## Task details
Pull out every line of the records below that contains the word "window", and copy each such line in full.

--- Start of Records to process ---

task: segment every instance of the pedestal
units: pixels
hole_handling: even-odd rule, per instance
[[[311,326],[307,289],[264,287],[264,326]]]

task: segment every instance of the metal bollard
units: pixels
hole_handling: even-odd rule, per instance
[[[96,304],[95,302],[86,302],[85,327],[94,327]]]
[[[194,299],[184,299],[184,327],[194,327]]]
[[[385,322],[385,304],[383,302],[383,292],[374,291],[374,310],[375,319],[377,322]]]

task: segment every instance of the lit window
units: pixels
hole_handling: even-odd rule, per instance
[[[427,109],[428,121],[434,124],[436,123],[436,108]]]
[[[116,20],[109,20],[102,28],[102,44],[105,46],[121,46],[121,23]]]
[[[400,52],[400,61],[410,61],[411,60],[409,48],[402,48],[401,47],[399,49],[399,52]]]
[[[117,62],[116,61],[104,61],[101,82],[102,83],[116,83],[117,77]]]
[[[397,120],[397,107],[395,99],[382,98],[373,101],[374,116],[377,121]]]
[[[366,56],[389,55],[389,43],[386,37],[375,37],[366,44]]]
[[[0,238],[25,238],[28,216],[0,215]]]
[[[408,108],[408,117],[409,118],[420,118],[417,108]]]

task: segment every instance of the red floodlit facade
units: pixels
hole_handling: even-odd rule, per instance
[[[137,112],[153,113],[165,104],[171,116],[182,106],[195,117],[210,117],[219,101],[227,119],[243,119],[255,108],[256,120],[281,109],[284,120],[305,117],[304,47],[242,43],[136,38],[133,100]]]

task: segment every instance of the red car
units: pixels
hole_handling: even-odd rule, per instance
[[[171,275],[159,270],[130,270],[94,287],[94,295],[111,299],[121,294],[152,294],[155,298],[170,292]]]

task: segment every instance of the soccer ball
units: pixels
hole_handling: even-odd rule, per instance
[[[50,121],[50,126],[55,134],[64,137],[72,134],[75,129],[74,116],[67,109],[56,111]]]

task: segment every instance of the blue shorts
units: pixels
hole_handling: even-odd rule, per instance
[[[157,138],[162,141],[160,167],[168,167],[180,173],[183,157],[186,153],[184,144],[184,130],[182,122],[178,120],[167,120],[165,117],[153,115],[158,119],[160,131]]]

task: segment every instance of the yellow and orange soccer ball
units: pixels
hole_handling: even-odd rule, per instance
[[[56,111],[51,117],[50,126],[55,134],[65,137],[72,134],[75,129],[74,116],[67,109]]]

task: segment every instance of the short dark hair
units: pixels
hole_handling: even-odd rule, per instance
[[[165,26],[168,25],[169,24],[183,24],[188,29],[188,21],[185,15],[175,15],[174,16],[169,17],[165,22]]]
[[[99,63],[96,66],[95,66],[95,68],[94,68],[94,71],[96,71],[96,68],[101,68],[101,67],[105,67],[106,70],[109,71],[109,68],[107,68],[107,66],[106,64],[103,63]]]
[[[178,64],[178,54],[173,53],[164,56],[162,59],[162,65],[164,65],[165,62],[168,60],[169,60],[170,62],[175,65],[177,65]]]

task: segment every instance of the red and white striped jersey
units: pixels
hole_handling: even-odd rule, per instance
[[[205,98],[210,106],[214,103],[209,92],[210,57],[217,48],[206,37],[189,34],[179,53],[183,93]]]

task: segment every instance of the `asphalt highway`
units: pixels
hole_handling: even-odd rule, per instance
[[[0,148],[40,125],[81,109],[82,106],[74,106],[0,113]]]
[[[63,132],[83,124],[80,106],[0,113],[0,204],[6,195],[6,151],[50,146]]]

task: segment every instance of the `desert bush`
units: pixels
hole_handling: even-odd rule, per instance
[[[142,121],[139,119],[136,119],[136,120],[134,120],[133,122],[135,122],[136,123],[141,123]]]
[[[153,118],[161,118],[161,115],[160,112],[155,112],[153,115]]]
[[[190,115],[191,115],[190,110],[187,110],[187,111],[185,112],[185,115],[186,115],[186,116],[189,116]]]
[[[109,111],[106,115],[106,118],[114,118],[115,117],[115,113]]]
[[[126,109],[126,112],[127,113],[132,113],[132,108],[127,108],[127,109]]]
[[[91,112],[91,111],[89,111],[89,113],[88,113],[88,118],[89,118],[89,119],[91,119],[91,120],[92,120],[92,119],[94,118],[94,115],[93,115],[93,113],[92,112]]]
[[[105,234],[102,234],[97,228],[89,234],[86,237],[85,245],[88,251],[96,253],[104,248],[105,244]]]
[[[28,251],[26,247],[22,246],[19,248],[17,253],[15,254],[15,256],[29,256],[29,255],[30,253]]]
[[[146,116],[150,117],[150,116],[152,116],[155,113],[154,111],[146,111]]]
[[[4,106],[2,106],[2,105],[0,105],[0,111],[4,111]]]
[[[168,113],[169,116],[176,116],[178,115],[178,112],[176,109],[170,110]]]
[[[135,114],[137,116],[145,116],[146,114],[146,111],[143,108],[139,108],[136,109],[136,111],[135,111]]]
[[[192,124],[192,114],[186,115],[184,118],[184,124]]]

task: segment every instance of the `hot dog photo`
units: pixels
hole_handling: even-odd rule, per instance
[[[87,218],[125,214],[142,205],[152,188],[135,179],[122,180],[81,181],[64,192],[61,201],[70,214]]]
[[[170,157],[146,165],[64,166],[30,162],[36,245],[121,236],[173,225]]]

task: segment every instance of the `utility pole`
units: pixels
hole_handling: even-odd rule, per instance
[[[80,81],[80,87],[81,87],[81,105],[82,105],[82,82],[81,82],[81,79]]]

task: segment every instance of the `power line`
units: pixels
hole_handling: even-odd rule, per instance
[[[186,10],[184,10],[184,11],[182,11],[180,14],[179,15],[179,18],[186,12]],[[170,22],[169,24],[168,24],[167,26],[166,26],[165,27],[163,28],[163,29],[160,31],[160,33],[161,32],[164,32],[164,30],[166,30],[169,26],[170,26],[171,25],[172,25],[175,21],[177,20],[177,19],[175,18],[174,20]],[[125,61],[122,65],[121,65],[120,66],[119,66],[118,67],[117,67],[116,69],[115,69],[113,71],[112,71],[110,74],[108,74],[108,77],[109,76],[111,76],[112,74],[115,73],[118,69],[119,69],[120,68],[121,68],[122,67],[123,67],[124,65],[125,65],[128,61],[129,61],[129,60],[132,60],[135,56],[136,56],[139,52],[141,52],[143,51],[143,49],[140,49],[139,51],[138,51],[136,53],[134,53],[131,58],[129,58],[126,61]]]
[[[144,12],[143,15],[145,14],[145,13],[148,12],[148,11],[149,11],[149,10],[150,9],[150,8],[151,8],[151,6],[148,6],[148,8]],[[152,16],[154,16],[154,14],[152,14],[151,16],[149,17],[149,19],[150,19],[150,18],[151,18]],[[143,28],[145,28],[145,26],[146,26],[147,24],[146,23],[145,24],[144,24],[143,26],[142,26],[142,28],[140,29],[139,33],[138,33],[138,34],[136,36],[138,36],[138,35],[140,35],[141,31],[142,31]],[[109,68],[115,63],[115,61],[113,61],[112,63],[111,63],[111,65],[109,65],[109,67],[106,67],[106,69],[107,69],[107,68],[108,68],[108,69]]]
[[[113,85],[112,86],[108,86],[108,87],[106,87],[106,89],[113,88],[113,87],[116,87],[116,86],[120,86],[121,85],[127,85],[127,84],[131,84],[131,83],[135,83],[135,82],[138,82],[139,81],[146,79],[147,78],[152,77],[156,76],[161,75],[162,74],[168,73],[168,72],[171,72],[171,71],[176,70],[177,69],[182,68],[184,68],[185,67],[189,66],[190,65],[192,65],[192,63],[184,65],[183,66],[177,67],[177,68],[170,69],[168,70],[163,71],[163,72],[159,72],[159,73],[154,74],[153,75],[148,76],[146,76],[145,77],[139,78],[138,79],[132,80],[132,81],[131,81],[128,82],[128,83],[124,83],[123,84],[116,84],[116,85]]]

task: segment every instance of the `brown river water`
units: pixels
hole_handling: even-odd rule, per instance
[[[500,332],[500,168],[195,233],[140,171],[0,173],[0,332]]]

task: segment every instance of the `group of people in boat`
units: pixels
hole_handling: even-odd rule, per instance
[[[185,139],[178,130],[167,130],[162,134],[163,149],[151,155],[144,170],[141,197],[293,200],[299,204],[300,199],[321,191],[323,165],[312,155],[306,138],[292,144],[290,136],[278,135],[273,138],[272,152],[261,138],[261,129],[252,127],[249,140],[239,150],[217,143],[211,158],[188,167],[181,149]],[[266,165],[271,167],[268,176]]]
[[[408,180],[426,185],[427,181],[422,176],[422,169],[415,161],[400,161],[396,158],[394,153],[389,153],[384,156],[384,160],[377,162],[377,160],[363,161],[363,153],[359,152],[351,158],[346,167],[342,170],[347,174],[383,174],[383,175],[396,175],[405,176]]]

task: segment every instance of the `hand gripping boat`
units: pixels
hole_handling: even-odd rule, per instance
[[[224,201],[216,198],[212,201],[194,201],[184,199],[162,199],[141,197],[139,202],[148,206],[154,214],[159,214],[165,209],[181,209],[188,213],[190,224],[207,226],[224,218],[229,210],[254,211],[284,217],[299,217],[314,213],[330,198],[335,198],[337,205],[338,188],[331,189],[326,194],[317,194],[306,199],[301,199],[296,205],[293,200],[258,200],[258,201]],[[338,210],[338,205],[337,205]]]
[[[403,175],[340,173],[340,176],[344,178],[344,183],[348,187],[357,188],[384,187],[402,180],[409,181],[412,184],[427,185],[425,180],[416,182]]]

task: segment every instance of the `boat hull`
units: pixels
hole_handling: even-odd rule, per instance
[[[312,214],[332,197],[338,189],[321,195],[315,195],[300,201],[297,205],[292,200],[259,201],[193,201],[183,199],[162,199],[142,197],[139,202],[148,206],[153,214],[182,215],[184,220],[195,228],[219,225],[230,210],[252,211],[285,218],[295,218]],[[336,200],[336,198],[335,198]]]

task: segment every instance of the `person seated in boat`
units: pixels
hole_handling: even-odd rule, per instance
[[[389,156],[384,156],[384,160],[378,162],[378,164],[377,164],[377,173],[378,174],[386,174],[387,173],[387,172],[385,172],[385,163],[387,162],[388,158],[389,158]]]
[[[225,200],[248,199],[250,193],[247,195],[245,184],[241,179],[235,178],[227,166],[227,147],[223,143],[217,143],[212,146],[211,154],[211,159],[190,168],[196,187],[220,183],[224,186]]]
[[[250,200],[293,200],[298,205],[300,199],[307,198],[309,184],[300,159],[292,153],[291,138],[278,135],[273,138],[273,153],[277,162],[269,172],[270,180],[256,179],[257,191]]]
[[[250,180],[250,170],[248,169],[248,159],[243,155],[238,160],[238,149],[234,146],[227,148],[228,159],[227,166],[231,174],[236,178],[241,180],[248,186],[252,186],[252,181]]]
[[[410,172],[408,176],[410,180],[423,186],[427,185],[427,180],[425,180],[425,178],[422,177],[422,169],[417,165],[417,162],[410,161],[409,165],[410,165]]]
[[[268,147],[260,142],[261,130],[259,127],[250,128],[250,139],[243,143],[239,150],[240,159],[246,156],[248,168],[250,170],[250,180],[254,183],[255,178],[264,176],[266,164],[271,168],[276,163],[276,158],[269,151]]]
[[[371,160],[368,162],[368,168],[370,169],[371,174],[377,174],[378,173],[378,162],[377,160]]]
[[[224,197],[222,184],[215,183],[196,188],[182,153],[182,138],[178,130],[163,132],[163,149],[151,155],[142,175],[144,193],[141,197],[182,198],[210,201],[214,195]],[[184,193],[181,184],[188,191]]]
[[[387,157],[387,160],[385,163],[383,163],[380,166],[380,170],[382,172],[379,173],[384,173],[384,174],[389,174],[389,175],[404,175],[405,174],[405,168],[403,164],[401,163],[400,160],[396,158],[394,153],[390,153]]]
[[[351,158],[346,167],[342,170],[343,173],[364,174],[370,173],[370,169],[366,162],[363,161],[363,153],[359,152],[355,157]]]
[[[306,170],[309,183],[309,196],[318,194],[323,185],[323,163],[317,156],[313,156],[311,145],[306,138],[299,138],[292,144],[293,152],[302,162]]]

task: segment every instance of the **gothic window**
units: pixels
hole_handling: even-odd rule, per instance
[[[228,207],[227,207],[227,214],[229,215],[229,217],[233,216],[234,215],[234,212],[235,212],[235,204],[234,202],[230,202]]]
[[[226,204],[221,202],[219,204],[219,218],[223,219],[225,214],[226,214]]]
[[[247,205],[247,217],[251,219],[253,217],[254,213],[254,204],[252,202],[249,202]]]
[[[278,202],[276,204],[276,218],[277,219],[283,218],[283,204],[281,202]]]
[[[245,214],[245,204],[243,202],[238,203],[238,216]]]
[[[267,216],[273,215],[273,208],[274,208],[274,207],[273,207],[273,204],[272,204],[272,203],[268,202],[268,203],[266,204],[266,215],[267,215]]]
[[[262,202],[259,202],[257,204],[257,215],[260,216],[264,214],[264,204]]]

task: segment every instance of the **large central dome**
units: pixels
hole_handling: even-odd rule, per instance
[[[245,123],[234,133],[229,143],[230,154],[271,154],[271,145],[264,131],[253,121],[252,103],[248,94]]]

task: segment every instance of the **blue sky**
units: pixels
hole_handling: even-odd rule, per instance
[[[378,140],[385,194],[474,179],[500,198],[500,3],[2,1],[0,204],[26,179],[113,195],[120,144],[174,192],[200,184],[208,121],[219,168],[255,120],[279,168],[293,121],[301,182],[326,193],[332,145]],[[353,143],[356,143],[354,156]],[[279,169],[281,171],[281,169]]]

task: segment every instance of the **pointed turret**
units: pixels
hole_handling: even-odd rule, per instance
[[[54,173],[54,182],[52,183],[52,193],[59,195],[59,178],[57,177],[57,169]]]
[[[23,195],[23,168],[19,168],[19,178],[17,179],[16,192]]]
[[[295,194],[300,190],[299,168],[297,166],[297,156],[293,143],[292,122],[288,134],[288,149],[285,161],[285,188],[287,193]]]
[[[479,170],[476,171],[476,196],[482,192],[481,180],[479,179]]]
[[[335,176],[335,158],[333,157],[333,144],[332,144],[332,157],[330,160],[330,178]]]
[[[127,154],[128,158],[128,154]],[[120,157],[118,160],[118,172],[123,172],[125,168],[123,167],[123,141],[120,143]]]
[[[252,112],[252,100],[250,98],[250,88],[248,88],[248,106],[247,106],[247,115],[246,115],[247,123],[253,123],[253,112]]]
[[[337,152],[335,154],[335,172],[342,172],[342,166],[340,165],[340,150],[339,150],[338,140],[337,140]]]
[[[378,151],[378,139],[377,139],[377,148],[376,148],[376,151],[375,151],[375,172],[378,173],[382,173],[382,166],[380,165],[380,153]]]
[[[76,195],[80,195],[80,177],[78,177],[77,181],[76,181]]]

--- End of Records to process ---

## Expected output
task: segment every instance of the lit window
task: segment every instance of the **gothic window**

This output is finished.